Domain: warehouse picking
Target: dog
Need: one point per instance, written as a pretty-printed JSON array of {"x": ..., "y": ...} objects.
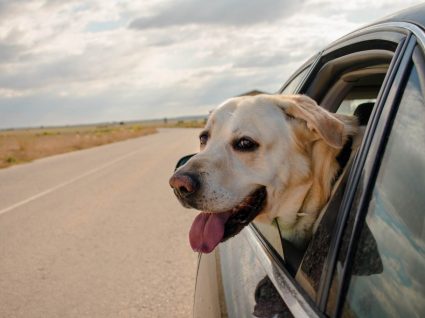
[{"x": 262, "y": 157}]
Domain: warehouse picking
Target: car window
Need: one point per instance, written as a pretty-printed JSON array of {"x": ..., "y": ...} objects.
[
  {"x": 353, "y": 100},
  {"x": 352, "y": 91},
  {"x": 388, "y": 277},
  {"x": 291, "y": 87},
  {"x": 231, "y": 282}
]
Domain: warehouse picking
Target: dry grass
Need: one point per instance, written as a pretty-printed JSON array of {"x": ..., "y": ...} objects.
[{"x": 24, "y": 145}]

====================

Exercise requirements - Leave the pictures out and copy the rest of the data exactly.

Result -
Domain: warehouse picking
Target: dog
Need: one point per instance, written as a pretty-printed JSON array of {"x": ..., "y": ...} objects.
[{"x": 262, "y": 157}]
Domain: warehouse picking
Target: car window
Need: one point per instance, written as a pretty-printed JSON array of {"x": ..., "y": ...} objects.
[
  {"x": 353, "y": 100},
  {"x": 352, "y": 91},
  {"x": 388, "y": 277},
  {"x": 291, "y": 87},
  {"x": 231, "y": 282}
]
Domain: warehouse picking
Target: dry grass
Need: one point per instance, written as a pretty-printed JSON array of {"x": ..., "y": ...} objects.
[{"x": 24, "y": 145}]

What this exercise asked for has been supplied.